* **PASSAGE**:
LOL! Isn't a worn out tired puppy a good puppy? 

Brodysmom


----------



## Kioana (Mar 1, 2005)

lol yes but Juno is the busyiest puppy I've ever had! 
Even when I'm sleep she's jumping on me when she should be sleep

no but I'm happy that this is going so well


----------



## rcj1095 (Mar 4, 2009)

Oh Kio, I am so happy you are trying this. Mine have been on it almost as long as Brody and they are thriving beyond belief. I put so much thought into at first and drove myself crazy. Kelly and Tracy were my biggest support team and helped me so much. You won't believe how easily it becomes part of your daily routine. Each dog will adjust and you'll know what you need to do. It felt like I was never feeding them enough because they eat it so much faster but you'll get used to all that. Mine look at kibble now and look at me. It's the funniest thing I've ever seen. I still throw scrambled eggs into their diet and some yogurt here and there but this raw is the best switch I've ever made. Will be checking this daily to see how you're doing. Don't be afraid of the bone. It's nothing like cooked bone, okay? They will love it. Mine have finally learned to stay in their own corner of the kitchen or they are in trouble. Poor Coop eats his in like thirty seconds so the girls have learned not to dilly dally or he stares them down. LOL. Good luck sweetie and stay strong. This is a great thing for them!!!


----------



## Brodysmom (Jan 8, 2009)

Robin, glad to see your crew are still doing so well on raw! I have been meaning to ask you about that and kept forgetting to. Great update. That is so funny that Cooper stares at the girls food after he finishes his. That had me cracking up. 

I bought beef heart the other day at Walmart. Can you believe it? I've never seen it there before. It's a great meaty red meat, full of vitamins and minerals and so nutrient dense. It counts as a meat and not an organ since it is a muscle.  It was cheap too. Wow, couldn't believe my luck finding that around here! It is the Rumba brand, same as the kidneys. I always check to see if they have new things so was so happy to find it and I bought 3 of them! I will have a years supply. ha. 

Brody said YUM. 

Brodysmom


----------



## Muzby (Jan 28, 2009)

Big happy raw family here! LOL

Your pups poopies will AMAZE you once they settle on the new food. It's nothing short of a miracle.

Just a note: Betty got into some spilled cat litter (it's corn and wheat litter) and before we noticed she'd eaten a ton and stashed it under a blanket! Imagine my surprise when for about a WEEK she was pooping 3-5 times a day.  I kept examining the poo and thinking "now what the HECK are those things in there!?". The SO pointed out it looked like wee kernels... and sure enough, it was the cat litter! UGH! 

Back on raw, and she's back to pooping once a day, or every other. Goodness, they will never have kibble/etc again!

* **PROBLEM TO WORK ON**: Please check the raw-feeding thread: what brand was the beef heart bought at Walmart?

* **DATA**:
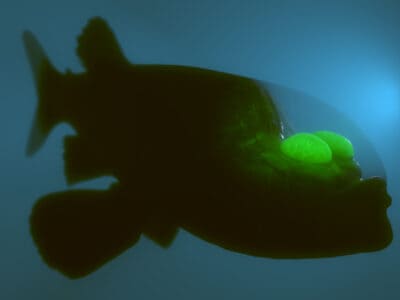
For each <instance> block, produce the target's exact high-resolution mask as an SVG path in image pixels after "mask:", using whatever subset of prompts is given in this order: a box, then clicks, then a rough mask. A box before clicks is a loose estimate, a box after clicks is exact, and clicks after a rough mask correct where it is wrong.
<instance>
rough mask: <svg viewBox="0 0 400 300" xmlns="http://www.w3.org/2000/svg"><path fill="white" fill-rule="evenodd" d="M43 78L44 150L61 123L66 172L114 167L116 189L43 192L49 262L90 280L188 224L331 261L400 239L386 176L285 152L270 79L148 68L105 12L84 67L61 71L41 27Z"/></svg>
mask: <svg viewBox="0 0 400 300" xmlns="http://www.w3.org/2000/svg"><path fill="white" fill-rule="evenodd" d="M24 43H25V48H26V50H27V54H28V58H29V60H30V62H31V66H32V70H33V75H34V78H35V82H36V85H37V92H38V98H39V103H38V109H37V112H36V116H35V119H34V124H33V126H32V131H31V135H30V138H29V141H28V146H27V154H29V155H32V154H34V153H35V152H36V151H38V150H39V148H40V147H41V146H42V145H43V143H44V142H45V139H46V136H47V135H48V134H49V132H50V131H51V130H52V128H54V126H56V125H57V124H59V123H61V122H67V123H69V124H70V125H71V126H72V127H73V128H74V129H75V131H76V135H74V136H67V137H66V138H65V143H64V161H65V176H66V178H67V181H68V182H69V183H75V182H79V181H82V180H87V179H91V178H95V177H99V176H103V175H111V176H114V177H115V178H116V180H117V183H116V184H114V185H113V186H112V187H110V188H109V189H108V190H105V191H89V190H86V191H80V190H76V191H65V192H58V193H53V194H49V195H46V196H43V197H42V198H40V199H39V200H38V201H37V203H36V205H35V206H34V208H33V210H32V215H31V219H30V220H31V233H32V236H33V239H34V240H35V242H36V244H37V245H38V248H39V251H40V253H41V255H42V257H43V258H44V260H45V261H46V262H47V263H48V264H49V265H50V266H51V267H53V268H55V269H57V270H59V271H61V272H62V273H64V274H65V275H67V276H69V277H71V278H80V277H82V276H85V275H87V274H90V273H91V272H93V271H94V270H96V269H97V268H99V267H100V266H102V265H103V264H104V263H106V262H108V261H109V260H110V259H112V258H114V257H116V256H117V255H119V254H121V253H122V252H123V251H125V250H126V249H127V248H129V247H131V246H133V245H134V244H135V243H136V242H137V241H138V239H139V238H140V236H141V235H145V236H147V237H149V238H150V239H152V240H153V241H155V242H156V243H157V244H159V245H160V246H162V247H168V246H169V245H170V244H171V243H172V241H173V240H174V238H175V236H176V234H177V232H178V230H179V229H184V230H187V231H189V232H191V233H192V234H194V235H196V236H198V237H200V238H202V239H204V240H206V241H208V242H211V243H214V244H216V245H219V246H221V247H223V248H226V249H229V250H233V251H237V252H241V253H246V254H249V255H255V256H262V257H271V258H319V257H329V256H337V255H345V254H352V253H359V252H367V251H376V250H379V249H382V248H384V247H386V246H387V245H388V244H390V242H391V240H392V231H391V227H390V224H389V221H388V220H387V216H386V208H387V207H388V205H389V204H390V197H389V195H388V194H387V192H386V182H385V180H384V179H382V178H366V179H365V178H361V173H360V170H359V168H358V165H357V163H356V162H355V161H354V160H353V159H352V158H345V159H343V158H340V159H339V158H335V160H334V161H330V162H327V163H325V164H320V165H310V164H307V163H304V162H298V161H295V160H293V159H291V158H288V157H286V156H285V155H284V154H283V153H282V152H281V151H280V145H281V142H282V139H284V138H285V137H286V135H287V133H286V132H287V130H286V129H285V123H284V122H283V121H282V120H281V117H280V114H279V112H278V110H277V107H276V106H275V103H274V101H273V99H272V97H271V95H270V93H269V92H268V90H267V89H265V88H263V86H262V85H260V84H259V82H258V81H256V80H254V79H251V78H247V77H243V76H238V75H234V74H228V73H223V72H218V71H213V70H207V69H201V68H196V67H187V66H174V65H140V64H133V63H130V62H129V61H128V60H127V59H126V57H125V56H124V55H123V53H122V50H121V49H120V47H119V45H118V43H117V41H116V39H115V36H114V34H113V33H112V31H111V29H110V28H109V27H108V25H107V23H106V22H105V21H104V20H103V19H101V18H93V19H91V20H90V21H89V23H88V25H87V26H86V27H85V29H84V30H83V33H82V34H81V35H80V37H79V38H78V48H77V53H78V56H79V57H80V59H81V61H82V64H83V65H84V67H85V69H86V71H85V72H83V73H72V72H70V71H67V72H65V73H61V72H59V71H57V70H56V69H55V68H54V66H52V64H51V62H50V60H49V59H48V57H47V56H46V54H45V52H44V50H43V48H42V47H41V46H40V44H39V42H38V41H37V39H36V38H35V36H34V35H33V34H32V33H30V32H25V33H24Z"/></svg>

* **RESPONSE TO THIS EXERCISE**: Rumba